(Tarefas)
A. Liste tudo o que, segundo a última frase do trecho fornecido, é preciso deixar o nativo comunicar.
B. Por favor, traduza para o inglês esta frase do trecho fornecido: "A complexidade da religião está no monopólio da verdade e no confronto com a religião do outro."
C. Substitua "dominador" por "opressor" e reescreva tudo desde "[Por: José Neivaldo" até "não do dominador." no trecho fornecido.

##### Trecho fornecido #####

A Religião do outro

06 de Diciembre de 2019

[Por: José Neivaldo de Souza]




O assunto é complexo e nos faz pensar na impossibilidade de tratar a religião, na América Latina, a partir da visão eurocêntrica e ocidental que herdamos. Neste intento, a pergunta que fazemos acerca das religiões ameríndias ou afro-americanas precisa partir do entendimento dos perseguidos, dos colonizados e não do dominador.  

 

É preciso buscar numa antropologia crítica, com viés pós-colonial, uma chave de leitura libertadora que questione o conceito de religião, até hoje cultivado na cultura ocidental. Os antropólogos Fiona Bowie e Talal Asad repensam o conceito, colocando-o sob suspeita. Para eles, falar de religião numa perspectiva ocidental e eurocêntrica é reproduzir a linguagem do colonizador e exigir que o dominado se “enquadre” nesta linguagem. Portanto, falar de religião, numa perspectiva do nativo ou do afro-diaspórico, é um desafio que se coloca ao pensamento cultural e pluralista Latino-americano.  

 

O contato com estes autores nos ajuda a suspeitar de uma religião construída a partir de um pensamento essencialista, isto é, uma filosofia cujo entendimento da verdade é absoluta, universal e exclusiva. Este tipo de saber religioso, atrelado ao Poder, se impõe a partir de fatos dedutíveis e a-históricos. A ele “foi dado” o Poder para converter os povos ao único Deus, dono da terra e conhecedor da alma da humana. Quem “deu” o Poder? A complexidade da religião está no monopólio da verdade e no confronto com a religião do outro. 

 

Não nos basta considerar que os Astecas, os maias, os zincas, os Tupi-guaranis, os adeptos dos orixás, fazem parte de “outra” religião, precisamos adotar uma reflexão crítica, pós-colonial, que nos ajude a ver, julgar e agir nas Frentes de Libertação junto aos índios e negros latino-americanos; uma Antropologia cujo princípio metodológico é o “esforço” para compreender a diversidade cultural e a boa vontade de dialogar com o diferente que, a um só tempo, é semelhante em dignidade. Destituído da maneira tradicional e conservadora de pensar e, se colocando no “lugar” do colonizado, urge repensar outro universo simbólico, outro mundo possível. É preciso deixar o nativo se expressar e comunicar seus mitos, ritos, sua cultura ou a sua maneira de enfrentar o mundo e sua postura diante da vida e da morte.

##### Conjunto de registros #####

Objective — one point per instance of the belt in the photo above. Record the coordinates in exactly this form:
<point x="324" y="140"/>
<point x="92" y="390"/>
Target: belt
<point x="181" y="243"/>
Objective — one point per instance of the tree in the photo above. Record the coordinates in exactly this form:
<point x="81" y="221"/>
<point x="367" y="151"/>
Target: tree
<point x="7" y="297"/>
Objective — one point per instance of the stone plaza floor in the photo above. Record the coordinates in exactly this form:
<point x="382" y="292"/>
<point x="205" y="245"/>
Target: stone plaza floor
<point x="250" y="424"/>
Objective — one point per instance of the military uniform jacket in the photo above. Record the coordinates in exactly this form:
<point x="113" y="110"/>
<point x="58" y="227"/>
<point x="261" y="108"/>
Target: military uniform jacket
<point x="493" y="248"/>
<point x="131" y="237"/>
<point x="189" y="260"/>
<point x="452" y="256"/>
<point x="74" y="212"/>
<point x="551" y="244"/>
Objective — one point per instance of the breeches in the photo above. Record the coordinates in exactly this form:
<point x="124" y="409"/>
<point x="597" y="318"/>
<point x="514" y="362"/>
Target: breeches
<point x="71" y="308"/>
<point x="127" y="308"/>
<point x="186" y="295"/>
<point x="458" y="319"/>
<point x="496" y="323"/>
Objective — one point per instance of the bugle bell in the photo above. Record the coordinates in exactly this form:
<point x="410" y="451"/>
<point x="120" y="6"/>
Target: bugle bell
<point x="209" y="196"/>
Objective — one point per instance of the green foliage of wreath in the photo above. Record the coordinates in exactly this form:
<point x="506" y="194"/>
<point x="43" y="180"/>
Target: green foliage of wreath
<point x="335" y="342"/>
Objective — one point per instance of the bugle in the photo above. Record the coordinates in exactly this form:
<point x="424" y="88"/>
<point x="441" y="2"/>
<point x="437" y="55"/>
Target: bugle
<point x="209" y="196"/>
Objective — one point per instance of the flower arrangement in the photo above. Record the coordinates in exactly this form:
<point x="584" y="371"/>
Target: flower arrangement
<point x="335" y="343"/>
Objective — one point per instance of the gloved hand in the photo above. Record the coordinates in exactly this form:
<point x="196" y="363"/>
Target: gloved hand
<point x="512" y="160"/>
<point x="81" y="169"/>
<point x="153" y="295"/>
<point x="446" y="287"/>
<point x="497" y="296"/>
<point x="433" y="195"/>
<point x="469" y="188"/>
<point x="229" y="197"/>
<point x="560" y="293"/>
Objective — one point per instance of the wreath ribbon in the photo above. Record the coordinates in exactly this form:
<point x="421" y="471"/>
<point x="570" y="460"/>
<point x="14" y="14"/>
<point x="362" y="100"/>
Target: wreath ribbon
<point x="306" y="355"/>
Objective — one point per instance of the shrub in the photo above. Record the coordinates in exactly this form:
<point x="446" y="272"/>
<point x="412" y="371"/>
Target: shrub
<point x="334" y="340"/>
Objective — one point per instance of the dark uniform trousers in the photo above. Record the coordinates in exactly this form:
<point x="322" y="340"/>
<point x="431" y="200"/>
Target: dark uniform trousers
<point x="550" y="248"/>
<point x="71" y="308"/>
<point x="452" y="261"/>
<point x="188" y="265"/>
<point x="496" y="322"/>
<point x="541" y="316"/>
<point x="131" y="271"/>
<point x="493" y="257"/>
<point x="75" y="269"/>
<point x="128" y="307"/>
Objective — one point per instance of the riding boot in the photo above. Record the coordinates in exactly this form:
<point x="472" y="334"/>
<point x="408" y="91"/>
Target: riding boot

#####

(Respostas)
A.
- seus mitos
- ritos
- sua cultura
- a sua maneira de enfrentar o mundo
- sua postura diante da vida e da morte

B. The complexity of religion lies in the monopoly on truth and in the confrontation with the religion of the other.

C.
[Por: José Neivaldo de Souza]




O assunto é complexo e nos faz pensar na impossibilidade de tratar a religião, na América Latina, a partir da visão eurocêntrica e ocidental que herdamos. Neste intento, a pergunta que fazemos acerca das religiões ameríndias ou afro-americanas precisa partir do entendimento dos perseguidos, dos colonizados e não do opressor.